--- EXERCISE AIM ---
Find the lines in the records that carry the word "ripple". Copy each one.

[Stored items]
=-=-=-=-=

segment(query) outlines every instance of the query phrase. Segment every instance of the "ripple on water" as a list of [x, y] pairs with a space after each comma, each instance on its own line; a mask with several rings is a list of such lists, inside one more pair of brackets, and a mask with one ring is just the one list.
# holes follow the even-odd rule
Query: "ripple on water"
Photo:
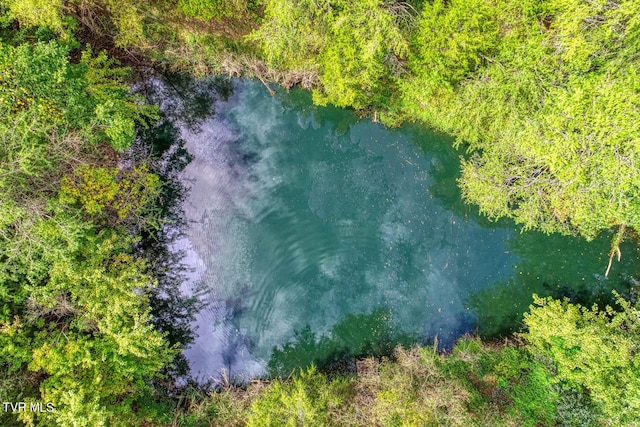
[[236, 82], [217, 115], [197, 130], [181, 127], [195, 156], [182, 177], [191, 187], [187, 234], [210, 302], [188, 351], [201, 376], [258, 375], [296, 330], [328, 333], [378, 309], [396, 331], [450, 344], [475, 327], [471, 296], [519, 283], [514, 265], [532, 245], [518, 246], [511, 225], [436, 196], [458, 194], [448, 141], [294, 99], [313, 110], [301, 114], [281, 99]]

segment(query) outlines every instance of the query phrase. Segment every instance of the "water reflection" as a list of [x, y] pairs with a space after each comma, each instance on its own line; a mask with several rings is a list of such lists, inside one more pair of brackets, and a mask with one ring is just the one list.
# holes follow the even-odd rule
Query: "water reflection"
[[389, 309], [349, 314], [320, 337], [309, 325], [296, 331], [292, 341], [273, 349], [269, 374], [287, 377], [311, 364], [324, 372], [354, 370], [358, 358], [389, 357], [397, 345], [410, 346], [418, 340], [416, 335], [397, 330]]
[[520, 258], [514, 275], [469, 298], [485, 337], [508, 335], [522, 326], [522, 314], [533, 303], [533, 294], [568, 298], [584, 306], [614, 305], [613, 290], [629, 294], [635, 284], [638, 252], [633, 242], [625, 242], [625, 256], [614, 263], [609, 277], [611, 234], [605, 233], [588, 245], [576, 237], [524, 233], [509, 240], [509, 249]]
[[[478, 323], [517, 327], [532, 291], [598, 284], [604, 240], [520, 234], [464, 205], [450, 138], [232, 85], [211, 101], [154, 82], [192, 156], [181, 244], [207, 304], [185, 352], [196, 376], [331, 367], [404, 337], [448, 346]], [[207, 107], [181, 107], [194, 99]], [[607, 286], [638, 267], [623, 252]]]

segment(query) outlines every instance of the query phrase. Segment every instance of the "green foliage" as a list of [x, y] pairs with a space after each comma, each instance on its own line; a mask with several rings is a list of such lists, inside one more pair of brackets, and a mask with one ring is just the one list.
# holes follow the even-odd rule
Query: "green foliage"
[[505, 347], [483, 354], [479, 366], [485, 383], [495, 384], [495, 395], [512, 402], [522, 425], [553, 425], [558, 395], [551, 387], [551, 375], [530, 354]]
[[450, 96], [487, 56], [493, 56], [499, 42], [496, 14], [484, 0], [425, 3], [410, 63], [421, 101]]
[[402, 72], [410, 5], [383, 0], [268, 1], [265, 22], [249, 37], [277, 69], [320, 73], [319, 104], [382, 107]]
[[78, 201], [89, 215], [101, 214], [118, 194], [116, 168], [91, 168], [81, 166], [74, 171], [75, 181], [62, 179], [60, 201], [73, 204]]
[[91, 216], [111, 223], [140, 217], [158, 194], [160, 181], [145, 166], [128, 171], [80, 166], [62, 179], [59, 200], [78, 204]]
[[[74, 32], [84, 33], [84, 37], [88, 32], [119, 47], [142, 48], [152, 43], [154, 33], [159, 30], [160, 12], [173, 15], [168, 4], [141, 0], [2, 0], [0, 6], [5, 6], [5, 10], [0, 19], [16, 21], [23, 29], [36, 32], [47, 28], [67, 42], [74, 40]], [[163, 17], [160, 26], [168, 27], [172, 18]]]
[[251, 416], [251, 404], [264, 391], [262, 384], [253, 384], [248, 389], [228, 387], [203, 393], [187, 389], [185, 393], [188, 411], [176, 411], [172, 426], [180, 427], [241, 427]]
[[326, 426], [344, 401], [348, 382], [327, 378], [314, 367], [301, 371], [290, 382], [277, 381], [251, 406], [249, 427]]
[[320, 55], [322, 89], [314, 92], [314, 101], [380, 107], [391, 95], [390, 77], [406, 57], [407, 40], [382, 0], [338, 1], [334, 7], [340, 12], [329, 24]]
[[[66, 123], [68, 109], [61, 101], [71, 98], [73, 104], [78, 99], [68, 96], [74, 81], [66, 78], [65, 53], [56, 44], [0, 44], [0, 191], [5, 197], [31, 187], [56, 166], [47, 135]], [[46, 189], [44, 182], [41, 188]]]
[[557, 381], [588, 391], [615, 425], [640, 411], [640, 312], [618, 298], [620, 311], [535, 298], [523, 336], [549, 360]]
[[0, 367], [24, 383], [6, 400], [56, 406], [16, 414], [28, 425], [135, 424], [175, 352], [152, 327], [154, 280], [134, 239], [105, 226], [139, 222], [159, 180], [95, 163], [154, 110], [106, 54], [68, 54], [56, 41], [0, 43]]
[[[460, 186], [490, 218], [587, 239], [639, 226], [637, 2], [267, 0], [264, 19], [237, 28], [212, 21], [249, 19], [239, 1], [83, 5], [6, 0], [4, 19], [61, 31], [71, 10], [90, 32], [194, 72], [303, 82], [317, 103], [424, 121], [474, 152]], [[121, 149], [139, 110], [109, 97], [84, 111]]]
[[63, 0], [3, 0], [8, 20], [18, 20], [23, 25], [48, 27], [62, 32]]
[[[589, 426], [606, 418], [589, 397], [555, 384], [526, 347], [463, 337], [450, 353], [396, 348], [357, 374], [314, 367], [193, 398], [180, 426]], [[191, 398], [189, 398], [191, 399]], [[619, 425], [619, 424], [614, 424]]]
[[555, 415], [557, 425], [563, 427], [591, 427], [600, 424], [602, 414], [581, 390], [557, 386], [559, 398]]
[[318, 68], [317, 55], [328, 43], [329, 2], [270, 0], [264, 23], [250, 34], [267, 63], [275, 68]]
[[[37, 43], [0, 44], [0, 191], [50, 189], [69, 152], [109, 142], [115, 149], [134, 140], [135, 122], [154, 110], [129, 95], [104, 53], [85, 52], [79, 64], [67, 48]], [[82, 141], [81, 141], [82, 140]]]
[[[356, 396], [360, 419], [352, 425], [473, 425], [466, 405], [469, 393], [447, 378], [430, 349], [397, 349], [393, 363], [361, 362]], [[367, 405], [367, 394], [375, 401]], [[369, 407], [367, 407], [369, 406]]]
[[[148, 218], [158, 178], [106, 160], [105, 144], [127, 148], [136, 123], [155, 111], [130, 95], [128, 70], [106, 53], [69, 59], [77, 28], [126, 48], [123, 55], [151, 52], [198, 71], [276, 76], [266, 63], [299, 72], [315, 85], [317, 103], [453, 133], [472, 153], [462, 163], [462, 194], [491, 218], [588, 239], [616, 227], [612, 253], [625, 228], [640, 229], [640, 3], [264, 5], [263, 20], [236, 28], [226, 23], [235, 12], [248, 16], [240, 1], [0, 1], [0, 391], [58, 407], [22, 421], [140, 423], [140, 408], [154, 399], [149, 382], [175, 354], [151, 327], [146, 291], [154, 280], [122, 231]], [[55, 34], [61, 41], [33, 42]], [[205, 415], [185, 422], [636, 422], [638, 310], [623, 300], [619, 311], [536, 303], [525, 316], [528, 350], [465, 339], [450, 356], [423, 349], [360, 362], [355, 380], [310, 369], [237, 410], [228, 394], [212, 398]], [[309, 352], [352, 358], [347, 341], [358, 355], [390, 351], [375, 319], [349, 320], [331, 339], [301, 334], [274, 352], [274, 366], [308, 364]]]
[[147, 380], [173, 355], [149, 323], [144, 263], [127, 253], [125, 236], [96, 233], [59, 210], [21, 226], [28, 241], [1, 242], [13, 254], [0, 282], [27, 292], [2, 321], [0, 363], [43, 375], [40, 396], [29, 398], [58, 410], [39, 425], [130, 419]]
[[107, 11], [108, 19], [115, 26], [115, 32], [111, 29], [109, 35], [114, 37], [117, 46], [144, 47], [149, 43], [148, 23], [156, 12], [152, 4], [139, 0], [102, 0], [97, 3], [98, 8]]
[[490, 217], [592, 239], [610, 227], [638, 224], [632, 165], [638, 164], [640, 88], [634, 60], [619, 62], [618, 52], [631, 43], [628, 32], [608, 31], [587, 47], [595, 39], [587, 43], [584, 35], [592, 33], [573, 26], [620, 28], [635, 12], [625, 5], [615, 17], [591, 11], [576, 20], [570, 3], [549, 2], [550, 29], [530, 31], [529, 41], [505, 40], [482, 78], [461, 90], [461, 100], [476, 102], [467, 103], [474, 113], [462, 126], [484, 131], [461, 134], [482, 150], [464, 162], [461, 186]]
[[557, 419], [559, 395], [552, 375], [525, 348], [492, 346], [479, 338], [464, 337], [442, 370], [465, 384], [472, 393], [472, 408], [491, 412], [499, 407], [523, 426], [552, 426]]
[[613, 226], [637, 227], [634, 73], [619, 69], [550, 88], [517, 140], [484, 145], [482, 156], [464, 162], [464, 195], [525, 228], [593, 238]]
[[233, 2], [228, 0], [178, 0], [178, 8], [187, 16], [201, 21], [231, 16]]
[[80, 62], [86, 69], [86, 91], [96, 101], [95, 117], [111, 146], [116, 150], [128, 148], [135, 139], [135, 124], [146, 126], [148, 120], [157, 120], [157, 107], [145, 105], [143, 100], [130, 94], [124, 78], [127, 68], [102, 51], [93, 57], [90, 48], [82, 52]]

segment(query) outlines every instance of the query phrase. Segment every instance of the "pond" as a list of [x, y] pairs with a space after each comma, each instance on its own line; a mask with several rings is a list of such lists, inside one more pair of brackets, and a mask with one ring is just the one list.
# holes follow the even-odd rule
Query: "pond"
[[464, 153], [424, 126], [385, 128], [250, 80], [150, 88], [191, 155], [174, 249], [193, 268], [185, 290], [206, 302], [185, 352], [200, 379], [507, 334], [533, 293], [607, 302], [638, 271], [632, 243], [604, 277], [609, 235], [521, 233], [479, 215], [456, 186]]

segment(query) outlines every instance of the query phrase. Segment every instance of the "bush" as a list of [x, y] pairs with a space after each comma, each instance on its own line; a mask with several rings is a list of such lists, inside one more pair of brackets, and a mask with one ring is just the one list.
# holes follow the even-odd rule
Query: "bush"
[[301, 371], [290, 382], [276, 381], [251, 406], [249, 427], [328, 426], [343, 404], [349, 381], [329, 382], [315, 367]]
[[[616, 294], [617, 295], [617, 294]], [[614, 425], [640, 413], [640, 311], [618, 296], [620, 311], [534, 297], [523, 334], [532, 353], [549, 361], [555, 381], [585, 389]]]

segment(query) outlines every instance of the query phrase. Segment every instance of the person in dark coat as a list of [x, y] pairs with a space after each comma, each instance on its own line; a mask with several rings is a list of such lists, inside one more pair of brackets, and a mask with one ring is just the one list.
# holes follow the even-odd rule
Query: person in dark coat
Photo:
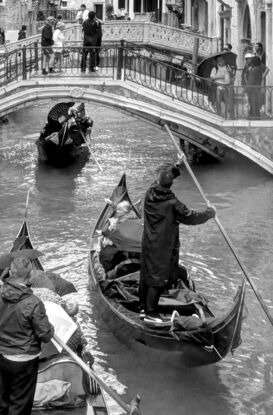
[[0, 46], [5, 44], [5, 31], [2, 27], [0, 27]]
[[41, 32], [41, 46], [42, 46], [42, 75], [47, 75], [46, 65], [48, 61], [48, 70], [50, 73], [54, 73], [55, 56], [52, 49], [54, 44], [53, 40], [53, 27], [55, 26], [55, 18], [48, 16], [46, 24], [42, 28]]
[[27, 27], [23, 24], [22, 29], [18, 33], [18, 40], [26, 39], [27, 37]]
[[31, 415], [41, 342], [54, 328], [30, 286], [31, 262], [14, 259], [0, 295], [0, 414]]
[[258, 56], [254, 56], [246, 77], [246, 93], [249, 103], [249, 117], [260, 117], [263, 67]]
[[[89, 12], [88, 19], [83, 22], [83, 53], [81, 61], [81, 72], [86, 70], [86, 61], [90, 54], [89, 70], [95, 72], [95, 68], [99, 62], [97, 48], [101, 45], [102, 31], [101, 24], [96, 19], [95, 12]], [[93, 46], [93, 48], [92, 48]]]
[[178, 274], [179, 224], [199, 225], [214, 218], [215, 209], [190, 210], [171, 191], [179, 165], [163, 171], [148, 189], [144, 201], [144, 232], [140, 271], [141, 316], [157, 321], [157, 305], [164, 289]]

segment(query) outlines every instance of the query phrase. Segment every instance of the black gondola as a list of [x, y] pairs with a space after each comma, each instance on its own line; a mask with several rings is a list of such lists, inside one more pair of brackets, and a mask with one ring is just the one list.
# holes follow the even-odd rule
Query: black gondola
[[[183, 361], [188, 365], [206, 365], [223, 359], [228, 352], [233, 352], [241, 342], [240, 334], [245, 298], [245, 281], [238, 287], [232, 306], [222, 316], [215, 317], [208, 306], [200, 308], [194, 302], [167, 301], [168, 308], [166, 308], [165, 300], [163, 299], [163, 302], [160, 302], [161, 315], [163, 320], [166, 318], [166, 324], [163, 322], [163, 325], [155, 325], [154, 327], [147, 325], [145, 321], [140, 319], [137, 301], [125, 301], [124, 297], [122, 298], [119, 295], [120, 285], [117, 287], [118, 296], [112, 295], [113, 291], [111, 295], [107, 295], [105, 283], [110, 279], [110, 284], [113, 281], [115, 284], [116, 282], [119, 284], [122, 278], [128, 277], [130, 279], [134, 276], [134, 281], [139, 278], [139, 265], [137, 271], [136, 264], [134, 264], [134, 272], [131, 268], [129, 271], [120, 274], [122, 275], [121, 277], [114, 273], [113, 278], [113, 272], [110, 271], [111, 274], [109, 272], [106, 273], [99, 260], [99, 231], [103, 228], [108, 218], [113, 216], [115, 212], [114, 207], [125, 200], [130, 203], [136, 217], [140, 219], [140, 211], [136, 205], [132, 204], [128, 195], [126, 176], [124, 174], [113, 191], [111, 196], [112, 204], [108, 204], [104, 208], [91, 237], [89, 254], [90, 287], [97, 294], [94, 296], [94, 300], [100, 315], [109, 325], [109, 328], [122, 340], [126, 340], [130, 344], [136, 342], [167, 352], [179, 352], [183, 356]], [[134, 236], [136, 234], [137, 232], [135, 232]], [[139, 236], [138, 234], [137, 237], [139, 238]], [[126, 246], [126, 244], [124, 245]], [[119, 265], [116, 269], [118, 268], [119, 270], [121, 269]], [[128, 291], [128, 297], [131, 297], [132, 289]], [[197, 314], [202, 319], [205, 319], [205, 324], [203, 327], [194, 330], [175, 331], [175, 325], [170, 323], [170, 315], [176, 314], [173, 313], [174, 310], [177, 310], [180, 315]]]
[[48, 113], [47, 123], [36, 140], [39, 161], [64, 167], [90, 156], [93, 121], [83, 103], [61, 102]]

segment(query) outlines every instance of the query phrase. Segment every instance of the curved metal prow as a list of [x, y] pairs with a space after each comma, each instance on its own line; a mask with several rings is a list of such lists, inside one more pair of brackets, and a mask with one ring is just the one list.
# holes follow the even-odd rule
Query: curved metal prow
[[27, 191], [27, 198], [26, 198], [26, 207], [25, 207], [25, 220], [27, 220], [27, 209], [28, 209], [28, 202], [29, 202], [29, 194], [30, 190]]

=-=-=-=-=

--- THE ANSWER ---
segment(query) outlines every instance of the query phrase. Segment every instance of the "ripple on water" as a list of [x, y] pairs with a space after each comma, each instance on its own line; a mask with several rings is a list of such lists, inside one more pair of brackets, and a mask with one ring is just the one list.
Query: "ripple on water"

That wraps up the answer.